Document passage below:

A debut memoir chronicles the strength of the relationships formed among a collection of unrelated siblings who forged a remarkable, separate, and permanent family within a foster home.
Grotticelli’s life began in Queens in 1960, the second oldest of four kids born to “a heavy-drinking, underemployed piano player” named Cosmo and his equally incompetent wife, Concetta. When she contracted breast cancer and was hospitalized, Cosmo placed his three older children (the author, his sister Rose Ann, and his brother, Charles) in St. Michael’s Home, an orphanage on Staten Island. (Grotticelli was 7.) Salvation appeared to arrive in 1968, when all three children were placed in the same foster home in Huntington, Long Island. Nina and Charles Nelson, the Grotticellis’ new Mom and Dad, were the go-to stars of the foster care system. They would take in multiple siblings. The Grotticelli kids increased the Nelsons’ foster brood to eight, plus they had their own two biological sons (Gil Jr. and Gerry) living at home. Mrs. Nelson’s motive, however, was more financial than altruistic, according to the author: “The Nelsons received $218 per month for each child...from the child welfare agency.” The foster children were cared for, but had to work for their keep, performing endless rounds of grueling chores (for example, cleaning the floor with a toothbrush). What was most lacking, and most needed, was love. When they aged out of the system, they were pushed out the door. In his moving and detailed book about his striking foster family, Grotticelli, a self-described optimist by nature, tries to focus on the good times. But his anger and sadness come through on almost every page: “In reality, most of us agree that it was a work farm disguised as a foster home. And the workers didn’t get paid; the landowners did.” The disturbing narrative—part catharsis and part tribute—is articulate, despite a tendency toward repetition. The author works hard to balance his gratitude for the opportunities he was given against the sense of loss that has followed him through the decades: “The collective emotional scars have stayed with us.”
A poignant, infuriating, informative, and ultimately triumphant account of an unusual clan.

End of Document passage.
Extracted records below:

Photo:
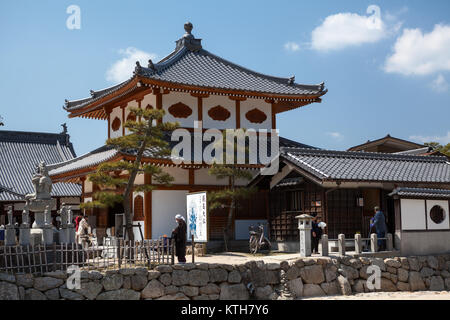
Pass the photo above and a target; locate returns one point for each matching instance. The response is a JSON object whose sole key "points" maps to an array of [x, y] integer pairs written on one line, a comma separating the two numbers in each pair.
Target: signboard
{"points": [[197, 219]]}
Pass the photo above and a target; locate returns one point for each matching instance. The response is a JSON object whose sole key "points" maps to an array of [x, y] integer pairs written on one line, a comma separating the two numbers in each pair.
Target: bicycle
{"points": [[257, 239]]}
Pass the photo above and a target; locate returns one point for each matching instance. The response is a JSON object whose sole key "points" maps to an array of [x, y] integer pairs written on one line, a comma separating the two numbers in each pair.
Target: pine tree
{"points": [[147, 134], [230, 196]]}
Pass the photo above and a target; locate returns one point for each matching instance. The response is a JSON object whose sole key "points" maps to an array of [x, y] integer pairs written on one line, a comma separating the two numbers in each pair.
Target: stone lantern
{"points": [[304, 227]]}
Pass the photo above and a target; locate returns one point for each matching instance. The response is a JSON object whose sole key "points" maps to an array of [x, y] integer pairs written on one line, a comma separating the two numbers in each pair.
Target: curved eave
{"points": [[76, 174], [96, 109]]}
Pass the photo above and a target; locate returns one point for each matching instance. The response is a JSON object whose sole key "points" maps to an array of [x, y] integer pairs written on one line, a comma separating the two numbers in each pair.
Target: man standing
{"points": [[179, 235], [379, 222]]}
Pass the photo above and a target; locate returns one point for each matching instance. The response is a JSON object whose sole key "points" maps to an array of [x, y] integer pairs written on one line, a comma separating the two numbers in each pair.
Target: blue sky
{"points": [[388, 77]]}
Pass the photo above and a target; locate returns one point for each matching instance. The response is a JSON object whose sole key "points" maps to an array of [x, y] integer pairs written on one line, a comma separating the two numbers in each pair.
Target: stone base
{"points": [[24, 236]]}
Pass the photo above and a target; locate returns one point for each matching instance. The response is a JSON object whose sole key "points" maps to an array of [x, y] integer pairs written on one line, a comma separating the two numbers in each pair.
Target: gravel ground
{"points": [[418, 295]]}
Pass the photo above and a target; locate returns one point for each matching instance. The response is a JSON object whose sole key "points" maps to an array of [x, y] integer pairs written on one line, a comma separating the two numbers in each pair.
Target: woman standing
{"points": [[179, 235]]}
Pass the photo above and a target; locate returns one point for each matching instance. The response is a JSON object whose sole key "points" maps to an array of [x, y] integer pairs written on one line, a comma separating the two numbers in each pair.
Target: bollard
{"points": [[389, 242], [373, 242], [193, 249], [341, 244], [358, 243], [325, 245]]}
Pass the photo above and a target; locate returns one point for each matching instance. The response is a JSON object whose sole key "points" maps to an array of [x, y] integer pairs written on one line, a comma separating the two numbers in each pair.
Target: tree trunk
{"points": [[129, 189]]}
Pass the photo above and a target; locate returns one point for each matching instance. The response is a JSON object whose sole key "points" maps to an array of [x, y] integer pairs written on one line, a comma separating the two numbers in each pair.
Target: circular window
{"points": [[115, 124], [437, 214]]}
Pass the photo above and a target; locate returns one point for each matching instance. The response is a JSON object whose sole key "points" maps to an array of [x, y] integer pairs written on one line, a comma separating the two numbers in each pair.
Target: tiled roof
{"points": [[20, 154], [421, 193], [195, 66], [368, 166], [90, 159]]}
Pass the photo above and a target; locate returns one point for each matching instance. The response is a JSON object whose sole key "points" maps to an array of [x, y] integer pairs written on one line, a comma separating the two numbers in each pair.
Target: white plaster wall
{"points": [[424, 242], [444, 224], [241, 231], [203, 178], [213, 101], [180, 175], [165, 205], [174, 97], [137, 234], [131, 104], [413, 214], [263, 106], [116, 112]]}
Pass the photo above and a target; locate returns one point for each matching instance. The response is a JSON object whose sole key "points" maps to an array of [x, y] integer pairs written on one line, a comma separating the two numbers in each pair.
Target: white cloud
{"points": [[291, 46], [123, 69], [418, 53], [343, 30], [443, 140], [439, 84], [336, 135]]}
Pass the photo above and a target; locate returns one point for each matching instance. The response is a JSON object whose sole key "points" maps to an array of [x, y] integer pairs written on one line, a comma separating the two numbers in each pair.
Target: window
{"points": [[437, 214], [138, 208]]}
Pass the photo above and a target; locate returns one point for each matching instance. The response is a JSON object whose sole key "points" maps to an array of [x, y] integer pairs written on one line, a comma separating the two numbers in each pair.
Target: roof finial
{"points": [[150, 64], [291, 80], [64, 125], [188, 27]]}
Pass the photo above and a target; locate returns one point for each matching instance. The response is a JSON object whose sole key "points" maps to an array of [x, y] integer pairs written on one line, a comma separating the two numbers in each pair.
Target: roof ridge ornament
{"points": [[291, 80], [138, 68], [188, 40]]}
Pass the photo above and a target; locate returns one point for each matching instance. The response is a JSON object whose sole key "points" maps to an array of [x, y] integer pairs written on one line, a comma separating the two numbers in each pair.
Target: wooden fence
{"points": [[116, 254]]}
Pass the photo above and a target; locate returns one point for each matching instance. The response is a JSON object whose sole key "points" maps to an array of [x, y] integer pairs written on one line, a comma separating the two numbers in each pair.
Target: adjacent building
{"points": [[20, 154]]}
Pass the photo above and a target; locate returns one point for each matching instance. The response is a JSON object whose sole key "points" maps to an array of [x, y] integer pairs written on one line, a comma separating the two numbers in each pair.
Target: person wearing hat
{"points": [[179, 235]]}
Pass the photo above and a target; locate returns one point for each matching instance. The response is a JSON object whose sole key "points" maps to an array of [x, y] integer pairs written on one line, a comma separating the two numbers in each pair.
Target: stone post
{"points": [[373, 242], [304, 227], [325, 245], [47, 232], [389, 242], [358, 243], [70, 227], [341, 244], [10, 231]]}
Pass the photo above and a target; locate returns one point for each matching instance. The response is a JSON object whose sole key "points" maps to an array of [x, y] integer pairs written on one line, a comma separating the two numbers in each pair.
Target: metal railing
{"points": [[117, 254]]}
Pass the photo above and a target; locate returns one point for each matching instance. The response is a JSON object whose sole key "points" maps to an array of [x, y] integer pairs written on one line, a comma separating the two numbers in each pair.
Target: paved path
{"points": [[239, 257]]}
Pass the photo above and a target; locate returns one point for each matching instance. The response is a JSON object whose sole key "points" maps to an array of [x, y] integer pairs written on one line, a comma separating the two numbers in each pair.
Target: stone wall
{"points": [[253, 280]]}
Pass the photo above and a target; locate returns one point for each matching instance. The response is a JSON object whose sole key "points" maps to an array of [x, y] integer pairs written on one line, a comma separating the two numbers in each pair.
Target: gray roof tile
{"points": [[421, 193], [368, 166]]}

End of Extracted records.

● What you will do:
[A] Reproduce the memoir review's wording starting with "A debut memoir" and going on through "within a foster home.".
[B] Summarize the memoir review in two sentences.

● Written responses:
[A]
A debut memoir chronicles the strength of the relationships formed among a collection of unrelated siblings who forged a remarkable, separate, and permanent family within a foster home.

[B] The review describes a debut memoir by Grotticelli, who after time at St. Michael's Home on Staten Island was placed in 1968 with his sister Rose Ann and brother Charles in the Huntington, Long Island, foster home of Nina and Charles Nelson. It reports that the foster children were cared for but had to do endless grueling chores and lacked the love they most needed, and it calls the articulate if repetitive book a poignant, infuriating, informative, and ultimately triumphant account.